[Records from a data collection]
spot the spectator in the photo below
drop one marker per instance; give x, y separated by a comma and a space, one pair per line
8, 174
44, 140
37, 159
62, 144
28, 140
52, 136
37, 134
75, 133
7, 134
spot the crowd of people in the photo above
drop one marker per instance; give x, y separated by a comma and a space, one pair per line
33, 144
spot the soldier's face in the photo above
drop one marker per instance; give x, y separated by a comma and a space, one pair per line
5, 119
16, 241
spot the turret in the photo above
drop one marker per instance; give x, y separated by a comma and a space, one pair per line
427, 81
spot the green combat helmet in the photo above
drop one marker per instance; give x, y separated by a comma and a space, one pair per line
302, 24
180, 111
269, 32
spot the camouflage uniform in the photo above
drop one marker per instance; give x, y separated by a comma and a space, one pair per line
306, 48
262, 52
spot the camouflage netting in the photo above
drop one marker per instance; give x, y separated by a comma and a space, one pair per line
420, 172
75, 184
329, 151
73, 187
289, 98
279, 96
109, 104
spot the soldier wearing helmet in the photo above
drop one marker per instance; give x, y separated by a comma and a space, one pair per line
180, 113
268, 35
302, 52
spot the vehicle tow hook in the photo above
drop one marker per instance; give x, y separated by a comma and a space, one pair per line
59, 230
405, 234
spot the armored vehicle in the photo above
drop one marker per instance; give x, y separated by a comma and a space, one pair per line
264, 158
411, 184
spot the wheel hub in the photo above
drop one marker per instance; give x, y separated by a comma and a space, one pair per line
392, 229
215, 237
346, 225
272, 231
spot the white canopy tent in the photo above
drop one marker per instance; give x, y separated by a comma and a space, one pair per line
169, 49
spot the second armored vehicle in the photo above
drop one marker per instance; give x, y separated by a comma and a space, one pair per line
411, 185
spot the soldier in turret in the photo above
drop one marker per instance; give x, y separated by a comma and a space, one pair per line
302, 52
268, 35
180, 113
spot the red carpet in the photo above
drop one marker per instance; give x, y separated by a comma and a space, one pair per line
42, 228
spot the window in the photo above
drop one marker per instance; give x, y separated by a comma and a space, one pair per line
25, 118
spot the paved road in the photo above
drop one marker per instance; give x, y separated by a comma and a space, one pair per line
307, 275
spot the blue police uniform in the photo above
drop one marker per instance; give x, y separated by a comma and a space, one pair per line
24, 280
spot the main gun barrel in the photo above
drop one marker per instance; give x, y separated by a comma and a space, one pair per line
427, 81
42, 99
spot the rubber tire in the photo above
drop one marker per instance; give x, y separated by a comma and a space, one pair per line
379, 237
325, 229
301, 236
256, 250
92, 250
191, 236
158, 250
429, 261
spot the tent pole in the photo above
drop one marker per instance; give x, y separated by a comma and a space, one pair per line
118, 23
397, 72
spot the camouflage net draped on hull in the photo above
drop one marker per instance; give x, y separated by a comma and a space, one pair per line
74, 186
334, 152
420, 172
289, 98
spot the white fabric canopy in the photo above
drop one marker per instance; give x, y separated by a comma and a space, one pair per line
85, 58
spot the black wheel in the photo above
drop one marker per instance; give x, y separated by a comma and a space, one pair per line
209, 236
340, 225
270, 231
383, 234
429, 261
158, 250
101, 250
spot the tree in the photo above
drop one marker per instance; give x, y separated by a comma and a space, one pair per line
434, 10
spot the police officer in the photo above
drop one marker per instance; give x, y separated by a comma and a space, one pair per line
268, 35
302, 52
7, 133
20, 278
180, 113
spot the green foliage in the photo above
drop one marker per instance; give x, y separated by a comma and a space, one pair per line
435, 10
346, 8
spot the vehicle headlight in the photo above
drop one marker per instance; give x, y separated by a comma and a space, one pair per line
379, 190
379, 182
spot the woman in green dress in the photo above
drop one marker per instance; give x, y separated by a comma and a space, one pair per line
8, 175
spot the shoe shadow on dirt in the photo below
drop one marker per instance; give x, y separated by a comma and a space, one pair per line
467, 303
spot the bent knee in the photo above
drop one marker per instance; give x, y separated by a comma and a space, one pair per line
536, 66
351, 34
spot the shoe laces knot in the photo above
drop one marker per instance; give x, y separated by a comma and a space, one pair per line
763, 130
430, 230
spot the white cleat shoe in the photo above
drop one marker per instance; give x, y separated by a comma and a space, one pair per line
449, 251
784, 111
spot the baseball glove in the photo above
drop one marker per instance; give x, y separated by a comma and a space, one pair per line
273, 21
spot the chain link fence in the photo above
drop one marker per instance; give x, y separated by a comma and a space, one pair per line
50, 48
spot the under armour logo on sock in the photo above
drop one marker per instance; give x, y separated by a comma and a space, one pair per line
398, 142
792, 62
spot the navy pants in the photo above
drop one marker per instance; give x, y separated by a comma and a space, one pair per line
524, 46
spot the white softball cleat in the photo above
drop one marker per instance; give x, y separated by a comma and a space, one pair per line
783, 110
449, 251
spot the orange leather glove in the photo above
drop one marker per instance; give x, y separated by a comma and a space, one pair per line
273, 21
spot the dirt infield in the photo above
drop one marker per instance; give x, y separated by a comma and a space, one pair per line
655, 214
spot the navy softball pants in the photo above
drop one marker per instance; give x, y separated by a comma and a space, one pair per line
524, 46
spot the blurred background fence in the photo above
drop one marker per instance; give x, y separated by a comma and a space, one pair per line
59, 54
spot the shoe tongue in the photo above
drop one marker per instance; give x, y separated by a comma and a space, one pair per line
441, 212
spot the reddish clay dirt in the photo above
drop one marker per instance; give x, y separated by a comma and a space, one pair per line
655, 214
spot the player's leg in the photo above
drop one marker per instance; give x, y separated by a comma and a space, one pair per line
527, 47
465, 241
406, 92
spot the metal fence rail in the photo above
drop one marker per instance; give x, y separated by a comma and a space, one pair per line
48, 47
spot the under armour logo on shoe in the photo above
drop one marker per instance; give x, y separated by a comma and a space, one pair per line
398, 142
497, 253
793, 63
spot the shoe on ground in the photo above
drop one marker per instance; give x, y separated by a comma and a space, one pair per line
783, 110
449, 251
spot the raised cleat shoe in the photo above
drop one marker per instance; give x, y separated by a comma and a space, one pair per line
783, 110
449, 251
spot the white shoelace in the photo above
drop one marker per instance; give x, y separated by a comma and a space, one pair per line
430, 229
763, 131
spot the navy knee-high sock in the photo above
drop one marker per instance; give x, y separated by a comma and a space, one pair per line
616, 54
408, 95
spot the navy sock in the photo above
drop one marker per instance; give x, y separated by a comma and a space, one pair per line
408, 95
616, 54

:: Stated task ::
Each entry above needs to be retyped exactly.

:: Answer for this exercise ::
spot the spectator in the photo below
drop one marker per instance; give x, y separated by a comma and a space, one pair per line
8, 174
44, 140
37, 159
62, 144
28, 140
52, 136
37, 134
75, 133
7, 134
spot the crowd of people in the photo above
drop one marker per instance; give x, y separated by a comma and a space, one pair per line
33, 144
spot the soldier's face in the photo above
drop one marker per instance; give x, y separated by a comma and a space, one pair per line
5, 119
16, 241
spot the turret in the photo above
drop one marker per instance; give x, y separated by a comma and a space, one pair per line
427, 81
spot the green combat helmet in the photo above
drop one marker per instance; give x, y separated by a comma and a space, one pair per line
302, 24
180, 111
269, 32
spot the camouflage uniform in the photo above
drop one marker per instance; give x, y separated by a comma and a space, one pair per line
306, 48
262, 52
spot the camouflage netting in the photo above
drop one marker per instance; give x, y separated by a comma and a space, one pair per line
420, 172
75, 184
329, 151
73, 187
289, 98
279, 96
109, 104
spot the soldier wearing helmet in the photo above
drop one marker per instance; give x, y separated by a comma and a space, one pair per line
180, 113
268, 35
302, 52
spot the vehicle tow hook in the photo above
drop one marker per instance; give x, y separated by a comma and a space, one pair per line
59, 230
405, 234
spot the armored vehicle in the photo above
drop one marker per instance; give x, y separated by a comma and a space, one pair per line
264, 158
411, 184
spot the wheel hub in the photo above
drop one marker per instance; give x, y separated by a comma and a space, one pair per line
392, 229
215, 237
346, 225
272, 231
spot the white canopy tent in the photo above
drop one marker per instance; give x, y separated by a comma and a space, one pair per line
169, 49
spot the second armored vehicle in the photo above
drop one marker per instance; give x, y separated by a comma and a space, one pair per line
411, 185
spot the soldier in turret in the photo above
drop one marker per instance; give x, y separated by a comma and a space, one pair per line
302, 52
268, 35
180, 113
spot the red carpet in the photo above
drop one marker per instance; give x, y separated by a comma and a space, one pair per line
42, 228
spot the window in the photo above
drop one marker per instance; give x, y separated by a comma and a space, one pair per line
25, 118
spot the paved road in the photo above
drop one marker per instance; give x, y separated by a comma and a space, one pair per line
307, 275
spot the blue police uniform in the photo above
drop one marker per instance; give x, y separated by a comma and a space, one pair per line
24, 280
spot the main gun barrel in the photo above
drop one marker per instance; give x, y separated by a comma and a space, one pair per line
427, 81
42, 99
spot the rubber tire in the photo above
drop one marker per instance; give x, y separated by a comma and a space, one pair per line
379, 237
325, 229
301, 236
256, 250
92, 250
191, 236
158, 250
429, 261
spot the tent pole in the photo above
drop one marker per instance; give x, y separated by a comma and a space, one pair per line
118, 23
397, 72
spot the camouflage net draped on hull in the photo above
drop one marker per instance; give x, y separated by a comma and a space, one pair per line
74, 186
334, 152
420, 172
289, 98
spot the white fabric canopy in the photo above
drop one marker per instance; give x, y separated by a comma and a space, one pair per line
85, 58
spot the black wheel in the photo above
drop one marker per instance; give x, y separated by a comma and a space, one pair per line
209, 236
340, 225
270, 231
383, 234
429, 261
158, 250
101, 250
spot the tree in the photo above
drop one marker per instance; give x, y separated by a comma and a space, one pair per line
434, 10
spot the police officer in the photo above
drop one marker per instance; give x, y separated by a comma and a space, one pair per line
268, 35
302, 52
7, 133
20, 278
180, 113
spot the green foliage in the photo above
drop one marker per instance; give x, y separated by a comma and a space, one pair per line
435, 10
346, 8
spot the vehicle headlight in the photo above
drop one marker per instance; give x, y separated by a comma and a space, one pair per line
379, 190
379, 182
spot the woman in green dress in the photo above
drop one marker per instance; give x, y separated by a comma and a space, one pair per line
8, 175
spot the shoe shadow on dirt in the photo below
drop one marker per instance; give x, y separated by a comma and a space, one pair per line
467, 303
spot the bent knee in the photo above
drop one marker per instance; give x, y separated by a comma and a space, one pair per line
536, 66
351, 34
spot the shoe laces knot in the photo above
drop one marker per instance; give x, y separated by a comma and a space, one pair per line
763, 130
430, 230
spot the white cleat shoe in the photo above
drop one marker per instance; give x, y separated by a comma and a space, one pair per line
449, 251
784, 111
spot the baseball glove in the photo above
drop one marker per instance; give x, y separated by a comma and a space, one pair per line
273, 21
spot the chain link fence in the photo above
drop one marker per instance; give x, y separated by a comma and a space, one pair per line
50, 48
spot the under armour logo on sock in the photo above
drop one marker per instance; give x, y separated by a comma and a space, one pair per line
398, 142
792, 62
spot the navy pants in the photo above
drop one marker per instance; give x, y separated by a comma and a space, one pair per line
524, 46
spot the white softball cleat in the photo above
drop one marker per instance; give x, y separated by a comma and a space, one pair per line
783, 110
449, 251
spot the orange leather glove in the photo above
drop one marker per instance; give x, y separated by a comma and a space, one pair per line
273, 21
spot the dirt infield in the photo above
drop one marker per instance; give x, y separated by a comma and a space, one pair per line
655, 214
spot the navy softball pants in the photo above
drop one marker per instance; give x, y separated by a comma and a space, one pair per line
524, 46
spot the blurred background fence in the photo above
drop one marker per instance; give x, y separated by a comma and a space, one pair per line
59, 54
spot the shoe tongue in the photo above
drop one marker per instance; give x, y separated by a comma and a space, one pair per line
441, 212
spot the reddish clay dirt in the photo above
drop one marker per instance; give x, y separated by a comma and a space, one pair per line
655, 214
spot the player's leg in the photo above
drop one marker per instance; give x, y separated by a comma and a space, one pair per line
527, 47
465, 241
406, 92
spot the metal fence rail in the photo above
drop one marker per instance; give x, y separated by a comma and a space, one pair per line
48, 47
spot the under armour logo on shoe in the photo above
drop one marker per instance; give x, y separated by a comma and a space, one pair per line
398, 142
497, 253
793, 63
spot the shoe on ground in the photo above
drop one marker per instance; give x, y separated by a comma and a space, one pair per line
783, 110
449, 251
spot the raised cleat shoe in the photo above
drop one marker per instance; give x, y separated by a comma and a space, one pair per line
783, 110
449, 251
spot the white shoelace in the photo above
drop one marker per instance; give x, y separated by a comma and a space, one pair per line
430, 229
763, 131
spot the navy knee-high sock in the photo above
drop one marker per instance; give x, y separated by a comma and a space, one pair per line
616, 54
408, 95
spot the navy sock in the photo above
drop one marker per instance; give x, y separated by a comma and a space, one pair per line
408, 95
616, 54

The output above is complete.